[START RECORDS TO USE]
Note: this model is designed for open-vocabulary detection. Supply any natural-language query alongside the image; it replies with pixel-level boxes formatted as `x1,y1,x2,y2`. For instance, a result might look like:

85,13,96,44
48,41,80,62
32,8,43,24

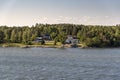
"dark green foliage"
0,23,120,47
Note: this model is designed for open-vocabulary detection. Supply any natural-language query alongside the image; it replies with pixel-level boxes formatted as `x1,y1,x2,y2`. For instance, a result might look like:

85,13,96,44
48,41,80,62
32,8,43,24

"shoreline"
0,43,120,49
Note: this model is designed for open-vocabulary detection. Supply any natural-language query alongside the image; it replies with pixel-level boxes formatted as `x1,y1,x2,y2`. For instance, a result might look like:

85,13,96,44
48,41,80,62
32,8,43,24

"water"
0,48,120,80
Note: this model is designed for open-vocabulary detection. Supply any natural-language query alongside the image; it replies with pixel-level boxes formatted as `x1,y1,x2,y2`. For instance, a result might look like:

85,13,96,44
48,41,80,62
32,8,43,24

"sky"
0,0,120,26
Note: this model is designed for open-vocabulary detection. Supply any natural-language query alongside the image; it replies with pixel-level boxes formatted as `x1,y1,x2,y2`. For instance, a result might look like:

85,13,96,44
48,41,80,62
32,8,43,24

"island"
0,23,120,48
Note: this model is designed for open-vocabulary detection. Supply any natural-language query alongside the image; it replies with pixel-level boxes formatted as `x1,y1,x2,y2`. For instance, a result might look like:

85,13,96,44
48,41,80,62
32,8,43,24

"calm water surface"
0,48,120,80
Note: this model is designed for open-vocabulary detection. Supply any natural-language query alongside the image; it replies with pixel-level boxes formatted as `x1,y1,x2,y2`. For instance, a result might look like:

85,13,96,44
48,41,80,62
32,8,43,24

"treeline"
0,24,120,47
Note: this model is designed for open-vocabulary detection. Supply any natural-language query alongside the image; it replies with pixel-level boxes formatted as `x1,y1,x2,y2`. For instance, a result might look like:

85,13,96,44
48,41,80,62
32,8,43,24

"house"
41,34,51,40
34,37,43,42
66,35,79,45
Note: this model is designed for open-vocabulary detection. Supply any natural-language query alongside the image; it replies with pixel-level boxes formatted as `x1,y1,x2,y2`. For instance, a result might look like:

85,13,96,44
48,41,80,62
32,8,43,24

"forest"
0,23,120,47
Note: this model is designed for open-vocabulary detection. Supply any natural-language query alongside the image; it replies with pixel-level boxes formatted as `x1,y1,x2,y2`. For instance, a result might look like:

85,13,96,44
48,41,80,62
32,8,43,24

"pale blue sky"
0,0,120,26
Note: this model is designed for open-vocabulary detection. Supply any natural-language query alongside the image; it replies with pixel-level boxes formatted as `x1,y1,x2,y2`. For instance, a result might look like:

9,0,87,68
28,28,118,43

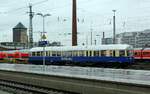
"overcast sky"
0,0,150,45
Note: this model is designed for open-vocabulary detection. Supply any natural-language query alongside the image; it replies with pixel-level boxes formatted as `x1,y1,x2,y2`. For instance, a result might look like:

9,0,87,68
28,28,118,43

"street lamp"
37,13,51,69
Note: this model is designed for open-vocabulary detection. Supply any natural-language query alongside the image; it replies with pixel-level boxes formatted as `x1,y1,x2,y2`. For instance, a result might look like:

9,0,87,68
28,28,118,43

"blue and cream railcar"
29,44,133,64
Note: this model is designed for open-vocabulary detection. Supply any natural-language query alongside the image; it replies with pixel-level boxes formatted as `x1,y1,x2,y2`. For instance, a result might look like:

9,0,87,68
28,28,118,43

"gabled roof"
14,22,26,28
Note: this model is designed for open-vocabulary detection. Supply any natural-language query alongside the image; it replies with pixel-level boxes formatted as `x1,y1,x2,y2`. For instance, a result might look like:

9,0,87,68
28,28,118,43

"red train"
0,50,29,63
133,48,150,61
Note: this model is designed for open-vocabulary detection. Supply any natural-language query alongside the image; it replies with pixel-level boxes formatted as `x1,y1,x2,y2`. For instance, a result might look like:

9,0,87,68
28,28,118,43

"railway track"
0,80,75,94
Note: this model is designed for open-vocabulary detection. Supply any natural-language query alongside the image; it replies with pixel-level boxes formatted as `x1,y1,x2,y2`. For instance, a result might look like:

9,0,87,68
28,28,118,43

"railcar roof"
30,44,132,52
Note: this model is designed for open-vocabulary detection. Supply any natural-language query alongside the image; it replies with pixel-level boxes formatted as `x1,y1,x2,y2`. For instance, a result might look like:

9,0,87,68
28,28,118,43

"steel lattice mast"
72,0,77,46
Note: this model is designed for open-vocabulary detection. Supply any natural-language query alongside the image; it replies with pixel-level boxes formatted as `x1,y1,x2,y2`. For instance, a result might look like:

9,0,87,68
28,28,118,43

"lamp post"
37,13,51,69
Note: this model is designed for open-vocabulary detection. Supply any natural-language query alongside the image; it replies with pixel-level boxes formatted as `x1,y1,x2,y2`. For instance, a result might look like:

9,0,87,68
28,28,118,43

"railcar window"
119,50,125,56
109,50,113,56
57,51,61,56
101,50,106,56
127,50,133,56
32,52,36,56
134,52,138,55
52,51,56,56
46,51,48,56
143,52,150,55
79,51,84,56
85,51,88,56
89,51,92,56
94,51,99,56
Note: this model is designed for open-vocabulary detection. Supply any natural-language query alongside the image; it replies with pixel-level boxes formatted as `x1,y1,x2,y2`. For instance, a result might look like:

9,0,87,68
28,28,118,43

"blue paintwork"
29,56,134,64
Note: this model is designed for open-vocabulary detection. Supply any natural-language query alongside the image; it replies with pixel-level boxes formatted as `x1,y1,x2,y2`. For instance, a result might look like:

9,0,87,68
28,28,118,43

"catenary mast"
72,0,77,46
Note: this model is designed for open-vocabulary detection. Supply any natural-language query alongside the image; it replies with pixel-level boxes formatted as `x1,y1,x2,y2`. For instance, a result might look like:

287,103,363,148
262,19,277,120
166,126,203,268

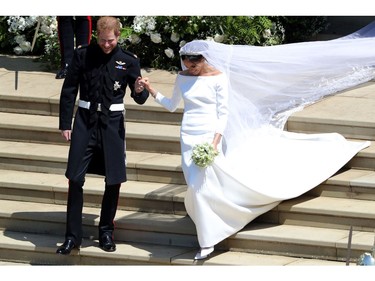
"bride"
142,20,375,259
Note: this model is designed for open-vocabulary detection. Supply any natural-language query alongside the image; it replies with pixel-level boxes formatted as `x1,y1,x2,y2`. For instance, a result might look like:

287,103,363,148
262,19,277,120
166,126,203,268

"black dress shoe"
99,235,116,252
55,64,68,79
56,239,78,255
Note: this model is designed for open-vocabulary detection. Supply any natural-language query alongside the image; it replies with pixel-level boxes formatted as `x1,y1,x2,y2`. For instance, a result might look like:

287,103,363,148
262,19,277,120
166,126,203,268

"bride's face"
182,57,205,76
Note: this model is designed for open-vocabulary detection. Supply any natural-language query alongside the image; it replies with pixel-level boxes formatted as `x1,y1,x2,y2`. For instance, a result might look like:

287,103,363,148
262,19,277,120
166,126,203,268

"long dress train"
156,20,375,247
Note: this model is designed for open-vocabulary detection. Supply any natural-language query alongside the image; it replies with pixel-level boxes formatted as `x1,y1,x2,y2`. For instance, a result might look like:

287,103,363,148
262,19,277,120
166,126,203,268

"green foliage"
0,16,327,71
272,16,328,43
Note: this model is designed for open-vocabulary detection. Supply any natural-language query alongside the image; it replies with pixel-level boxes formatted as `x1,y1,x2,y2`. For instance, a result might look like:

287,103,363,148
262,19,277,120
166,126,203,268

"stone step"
0,112,181,154
0,197,374,262
0,137,375,179
0,169,186,215
0,141,185,184
0,67,182,125
0,230,355,264
0,169,375,215
287,81,375,140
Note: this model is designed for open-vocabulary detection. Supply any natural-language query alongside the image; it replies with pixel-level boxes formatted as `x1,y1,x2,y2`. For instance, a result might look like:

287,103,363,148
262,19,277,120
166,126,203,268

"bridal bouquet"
191,142,219,168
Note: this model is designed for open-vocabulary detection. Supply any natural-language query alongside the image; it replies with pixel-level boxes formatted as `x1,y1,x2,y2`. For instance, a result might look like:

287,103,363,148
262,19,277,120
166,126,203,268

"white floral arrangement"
191,142,219,168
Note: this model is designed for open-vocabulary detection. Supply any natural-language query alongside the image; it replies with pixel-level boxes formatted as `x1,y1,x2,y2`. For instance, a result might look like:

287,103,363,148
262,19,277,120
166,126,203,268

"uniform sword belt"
78,100,125,111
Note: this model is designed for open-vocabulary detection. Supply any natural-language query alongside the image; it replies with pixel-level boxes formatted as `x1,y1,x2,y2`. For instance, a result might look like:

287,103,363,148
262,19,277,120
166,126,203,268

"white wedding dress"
155,21,375,247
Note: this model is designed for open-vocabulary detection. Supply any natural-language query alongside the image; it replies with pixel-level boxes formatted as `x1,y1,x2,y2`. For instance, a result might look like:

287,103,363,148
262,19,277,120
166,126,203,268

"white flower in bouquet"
150,33,162,44
191,142,219,168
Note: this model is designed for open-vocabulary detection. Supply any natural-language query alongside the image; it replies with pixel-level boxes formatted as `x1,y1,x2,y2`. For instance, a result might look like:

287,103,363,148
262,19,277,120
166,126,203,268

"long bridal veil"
181,22,375,152
180,22,375,203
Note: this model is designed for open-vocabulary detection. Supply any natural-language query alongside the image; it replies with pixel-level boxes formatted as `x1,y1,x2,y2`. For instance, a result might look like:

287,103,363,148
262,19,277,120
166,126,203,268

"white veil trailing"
180,22,375,154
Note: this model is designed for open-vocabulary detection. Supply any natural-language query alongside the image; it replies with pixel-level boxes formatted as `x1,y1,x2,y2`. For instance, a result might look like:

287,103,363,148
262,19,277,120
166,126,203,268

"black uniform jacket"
59,44,149,184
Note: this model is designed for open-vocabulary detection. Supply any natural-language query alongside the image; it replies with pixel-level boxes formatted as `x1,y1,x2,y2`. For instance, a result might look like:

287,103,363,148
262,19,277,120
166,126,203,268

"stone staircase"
0,56,375,266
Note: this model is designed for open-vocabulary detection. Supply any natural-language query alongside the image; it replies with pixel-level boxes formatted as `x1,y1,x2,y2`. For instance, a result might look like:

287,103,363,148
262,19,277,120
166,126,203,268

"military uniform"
59,44,149,245
56,16,92,79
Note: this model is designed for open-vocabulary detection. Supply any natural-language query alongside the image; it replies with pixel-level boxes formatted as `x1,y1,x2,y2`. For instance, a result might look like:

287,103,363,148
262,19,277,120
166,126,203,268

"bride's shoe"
194,246,214,260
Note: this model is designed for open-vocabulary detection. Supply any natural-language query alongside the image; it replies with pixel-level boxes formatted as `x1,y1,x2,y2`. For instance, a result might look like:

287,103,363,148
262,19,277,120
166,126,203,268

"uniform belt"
78,100,125,111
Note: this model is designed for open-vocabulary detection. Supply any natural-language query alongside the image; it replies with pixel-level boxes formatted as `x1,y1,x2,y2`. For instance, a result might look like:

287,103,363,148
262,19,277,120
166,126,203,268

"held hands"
134,77,144,94
140,77,157,98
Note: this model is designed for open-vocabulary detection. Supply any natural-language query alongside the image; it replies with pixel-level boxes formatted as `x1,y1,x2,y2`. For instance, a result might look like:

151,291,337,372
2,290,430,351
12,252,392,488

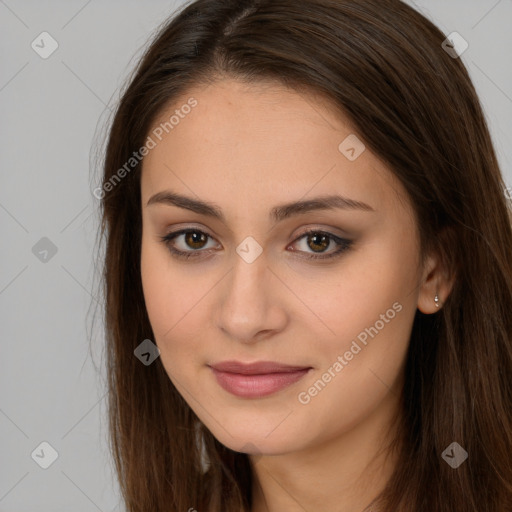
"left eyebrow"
146,190,375,223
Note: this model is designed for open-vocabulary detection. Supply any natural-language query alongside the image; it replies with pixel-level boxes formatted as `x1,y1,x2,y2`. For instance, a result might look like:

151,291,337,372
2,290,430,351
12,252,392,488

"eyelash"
159,228,353,260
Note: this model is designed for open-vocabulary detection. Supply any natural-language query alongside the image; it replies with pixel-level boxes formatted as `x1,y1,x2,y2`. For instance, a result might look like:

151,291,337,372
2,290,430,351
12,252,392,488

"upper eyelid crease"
146,190,375,223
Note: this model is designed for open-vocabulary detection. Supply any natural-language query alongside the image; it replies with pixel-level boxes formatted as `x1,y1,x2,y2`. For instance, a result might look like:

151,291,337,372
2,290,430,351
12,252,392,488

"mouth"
208,361,312,398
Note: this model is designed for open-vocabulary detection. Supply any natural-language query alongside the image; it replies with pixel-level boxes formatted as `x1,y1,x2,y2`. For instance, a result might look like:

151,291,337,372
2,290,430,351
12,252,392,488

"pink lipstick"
209,361,311,398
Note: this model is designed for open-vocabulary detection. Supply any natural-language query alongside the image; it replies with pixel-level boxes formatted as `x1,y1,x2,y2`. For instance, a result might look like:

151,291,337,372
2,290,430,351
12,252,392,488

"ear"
418,242,455,315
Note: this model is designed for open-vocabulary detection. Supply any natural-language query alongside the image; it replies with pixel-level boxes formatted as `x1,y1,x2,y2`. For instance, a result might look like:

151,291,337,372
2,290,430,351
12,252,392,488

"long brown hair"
92,0,512,512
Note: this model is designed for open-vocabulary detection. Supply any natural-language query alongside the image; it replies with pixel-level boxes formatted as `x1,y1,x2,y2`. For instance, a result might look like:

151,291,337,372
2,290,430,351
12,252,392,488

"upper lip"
208,361,311,375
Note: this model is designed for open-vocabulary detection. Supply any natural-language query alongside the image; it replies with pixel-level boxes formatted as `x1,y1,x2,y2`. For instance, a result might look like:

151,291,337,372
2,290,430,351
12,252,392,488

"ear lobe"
417,246,455,315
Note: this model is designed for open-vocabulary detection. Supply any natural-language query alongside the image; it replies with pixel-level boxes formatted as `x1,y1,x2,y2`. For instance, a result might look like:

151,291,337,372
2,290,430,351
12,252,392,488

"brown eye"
184,231,208,249
307,233,330,252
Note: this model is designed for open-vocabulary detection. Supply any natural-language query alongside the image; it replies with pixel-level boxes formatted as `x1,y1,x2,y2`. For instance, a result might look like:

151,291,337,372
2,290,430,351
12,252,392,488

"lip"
208,361,312,398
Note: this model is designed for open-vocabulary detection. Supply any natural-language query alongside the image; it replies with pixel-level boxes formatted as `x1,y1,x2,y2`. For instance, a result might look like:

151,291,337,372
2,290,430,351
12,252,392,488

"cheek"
141,240,215,375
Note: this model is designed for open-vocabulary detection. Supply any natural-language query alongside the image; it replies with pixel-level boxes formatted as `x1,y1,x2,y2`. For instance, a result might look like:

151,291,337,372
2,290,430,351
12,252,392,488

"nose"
216,252,290,344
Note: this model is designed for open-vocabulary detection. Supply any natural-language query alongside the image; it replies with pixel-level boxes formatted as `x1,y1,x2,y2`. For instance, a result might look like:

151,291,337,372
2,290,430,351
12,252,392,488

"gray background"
0,0,512,512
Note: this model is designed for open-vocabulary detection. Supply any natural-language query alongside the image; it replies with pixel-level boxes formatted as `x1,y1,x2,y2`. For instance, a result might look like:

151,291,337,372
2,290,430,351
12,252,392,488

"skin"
141,78,451,512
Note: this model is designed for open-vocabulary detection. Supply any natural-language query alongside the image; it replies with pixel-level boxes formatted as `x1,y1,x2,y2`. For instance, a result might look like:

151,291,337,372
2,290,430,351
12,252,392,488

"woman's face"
141,80,433,454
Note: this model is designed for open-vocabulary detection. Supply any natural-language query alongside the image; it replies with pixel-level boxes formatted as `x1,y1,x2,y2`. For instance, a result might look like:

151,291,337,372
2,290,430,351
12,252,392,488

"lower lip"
212,368,311,398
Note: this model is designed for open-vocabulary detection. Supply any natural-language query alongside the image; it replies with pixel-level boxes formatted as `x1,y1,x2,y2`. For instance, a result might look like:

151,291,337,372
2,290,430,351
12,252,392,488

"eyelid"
159,225,354,261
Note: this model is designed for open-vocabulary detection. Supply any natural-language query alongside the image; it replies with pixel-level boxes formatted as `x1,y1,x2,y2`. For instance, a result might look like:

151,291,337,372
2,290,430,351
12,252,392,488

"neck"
251,393,399,512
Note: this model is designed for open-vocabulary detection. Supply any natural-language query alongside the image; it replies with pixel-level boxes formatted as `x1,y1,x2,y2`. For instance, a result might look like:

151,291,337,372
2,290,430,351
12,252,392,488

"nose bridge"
213,239,282,341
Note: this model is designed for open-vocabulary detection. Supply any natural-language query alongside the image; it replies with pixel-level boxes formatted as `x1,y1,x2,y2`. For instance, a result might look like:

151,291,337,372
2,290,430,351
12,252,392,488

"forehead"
141,80,412,219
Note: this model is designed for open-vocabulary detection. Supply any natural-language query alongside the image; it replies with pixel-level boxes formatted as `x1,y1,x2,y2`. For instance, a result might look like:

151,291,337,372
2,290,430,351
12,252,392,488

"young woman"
95,0,512,512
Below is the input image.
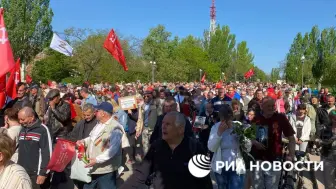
[END RECORDS TO USE]
YOUR TASK.
Show every line of the items above that contains the word "black", matching case exactly.

EXERCISE OUTPUT.
"black dress shoe"
"black uniform jacket"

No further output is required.